[PÁGINA]
Em 2012 criámos uma força política quatro meses antes das eleições, o que não nos permitiu ir a todo o território. Daí que nem toda a gente ficasse a conhecer o projeto da CASA. Isso já foi suplantado, podemos dizer tranquilamente que temos condições de protagonizar a mudança e a transformação. Neste momento, temos uma espécie de partido-Estado que é o MPLA, é partido e é Estado, confundem-se as coisas. Basta ver que neste momento todos os administradores comunais são do partido do governo. Todos os 164 administradores municipais são do partido, todos os 18 governadores e vice-governadores provinciais são, portanto toda a máquina o é. Para nós, toda a governação futura terá de ser feita na base da inclusão, devem participar na governação de Angola não necessariamente só os membros da CASA-CE. Não queremos o Governo da CASA-CE, mas um governo dos angolanos que aplique a visão e o programa da CASA-CE.

Refere-se a coligações?
Não falo de coligações. Todos os angolanos participariam no Governo desde que preenchessem três critérios: patriotismo, competência e honestidade. Se os cumprir não importa se é MPLA, UNITA ou outro. E tinham de aceitar aplicar a visão e o programa de governo da CASA-CE. Essas serão as bases para que acabemos com a exclusão que hoje grassa no país. É a exclusão política que faz que Angola não valorize o potencial de recursos humanos que tem.

 

Como caracteriza a atual situação económica e financeira de Angola pós-'boom'?
Catastrófica! Mas mais grave ainda é que o Governo não tem uma estratégia coerente para sair da crise nem acredito que tenha capacidade de voltar a pôr a funcionar todo o potencial do país. Angola é um país que eu considero viável pela sua estrutura física, pela extensão, pela sua população e recursos naturais, que são imensos. Durante o 'boom', a liderança esqueceu-se que Angola tem terras aráveis, preferiu comprar todos os recursos alimentares no exterior. Esqueceu-se da rede hidrográfica extensa e vasta, das florestas, dos recursos minerais limitando o país à histeria do petróleo. O resultado está à vista. Continuamos muito dependentes do exterior para tudo o que consumimos e em certa medida o facto de grande parte do tecido empresarial ser dos próprios governantes revela como o facilitismo se instalou.

Está a criticar o ambiente de negócios.
Temos dos piores índices de ambiente de negócios. A burocracia é muito inibidora, a corrupção, as comissões que são exigidas a quem quer fazer investimento ou pequenos negócios, o problema dos custos de produção, a vida em Angola, sobretudo em Luanda e nas cidades da costa é muito cara, o acesso à terra é difícil, como o acesso à água e eletricidade… É preciso melhorar muito o ambiente de negócios.

Uma das preocupações da CASA-CE é a pobreza. A desigualdade da distribuição em Angola é cada vez maior. Como combatê-la?

[TAREFAS]
1/ Reescreve em forma de lista o parágrafo da entrevista que começa por «Temos dos piores índices», conservando os factos principais.
2/ Segundo a entrevista, que critérios teria um angolano de preencher para participar no Governo? Enumera-os todos.

[LISTA DE DADOS]
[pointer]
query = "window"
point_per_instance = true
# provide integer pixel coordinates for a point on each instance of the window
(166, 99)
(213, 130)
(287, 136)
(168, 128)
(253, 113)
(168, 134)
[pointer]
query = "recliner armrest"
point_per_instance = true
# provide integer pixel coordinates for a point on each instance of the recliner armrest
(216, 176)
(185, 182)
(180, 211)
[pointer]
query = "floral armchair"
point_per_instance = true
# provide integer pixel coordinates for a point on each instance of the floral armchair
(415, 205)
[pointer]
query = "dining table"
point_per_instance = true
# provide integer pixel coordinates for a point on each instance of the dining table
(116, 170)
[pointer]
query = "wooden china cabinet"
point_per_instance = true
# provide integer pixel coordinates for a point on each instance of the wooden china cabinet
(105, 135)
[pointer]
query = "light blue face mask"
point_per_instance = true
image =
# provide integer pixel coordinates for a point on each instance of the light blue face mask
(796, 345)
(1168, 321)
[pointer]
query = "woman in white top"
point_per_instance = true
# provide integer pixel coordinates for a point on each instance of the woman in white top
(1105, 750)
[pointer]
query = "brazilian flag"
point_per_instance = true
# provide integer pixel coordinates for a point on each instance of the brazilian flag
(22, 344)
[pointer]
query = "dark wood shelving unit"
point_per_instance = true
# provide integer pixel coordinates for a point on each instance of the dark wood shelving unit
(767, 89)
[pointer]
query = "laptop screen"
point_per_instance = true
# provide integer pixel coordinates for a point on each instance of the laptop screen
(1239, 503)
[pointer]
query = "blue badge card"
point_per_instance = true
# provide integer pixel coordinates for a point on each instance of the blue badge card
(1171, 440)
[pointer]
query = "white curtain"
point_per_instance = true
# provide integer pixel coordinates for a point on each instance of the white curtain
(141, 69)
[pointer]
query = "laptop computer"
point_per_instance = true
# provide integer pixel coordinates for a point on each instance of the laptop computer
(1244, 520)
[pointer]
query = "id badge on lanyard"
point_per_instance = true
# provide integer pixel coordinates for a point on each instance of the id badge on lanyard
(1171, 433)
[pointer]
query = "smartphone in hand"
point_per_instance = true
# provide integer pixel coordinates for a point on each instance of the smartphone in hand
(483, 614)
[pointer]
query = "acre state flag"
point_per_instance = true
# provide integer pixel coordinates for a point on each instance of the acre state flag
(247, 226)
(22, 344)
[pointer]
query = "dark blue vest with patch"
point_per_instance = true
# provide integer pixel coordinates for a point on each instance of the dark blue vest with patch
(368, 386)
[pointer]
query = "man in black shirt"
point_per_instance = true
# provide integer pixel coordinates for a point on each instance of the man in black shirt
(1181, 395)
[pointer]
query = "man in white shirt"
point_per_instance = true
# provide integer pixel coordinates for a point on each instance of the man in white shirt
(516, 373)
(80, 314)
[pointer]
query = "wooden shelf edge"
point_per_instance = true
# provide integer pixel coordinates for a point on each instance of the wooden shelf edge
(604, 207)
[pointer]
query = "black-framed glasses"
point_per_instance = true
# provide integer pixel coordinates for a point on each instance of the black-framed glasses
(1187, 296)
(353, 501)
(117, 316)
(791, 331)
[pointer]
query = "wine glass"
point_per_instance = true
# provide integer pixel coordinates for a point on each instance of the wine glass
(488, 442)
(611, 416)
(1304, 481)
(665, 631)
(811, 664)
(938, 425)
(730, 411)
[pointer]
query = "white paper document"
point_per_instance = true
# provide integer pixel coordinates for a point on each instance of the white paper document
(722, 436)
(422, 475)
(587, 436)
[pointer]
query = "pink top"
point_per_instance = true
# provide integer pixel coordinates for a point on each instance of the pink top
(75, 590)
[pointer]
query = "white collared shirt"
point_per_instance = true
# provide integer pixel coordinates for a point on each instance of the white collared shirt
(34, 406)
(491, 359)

[RESPOSTAS]
1/
- Angola tem dos piores índices de ambiente de negócios.
- A burocracia é muito inibidora.
- Há corrupção e comissões exigidas a quem quer investir ou montar pequenos negócios.
- Os custos de produção são um problema.
- A vida é muito cara, sobretudo em Luanda e nas cidades da costa.
- O acesso à terra, à água e à eletricidade é difícil.
- É preciso melhorar muito o ambiente de negócios.

2/
- Patriotismo
- Competência
- Honestidade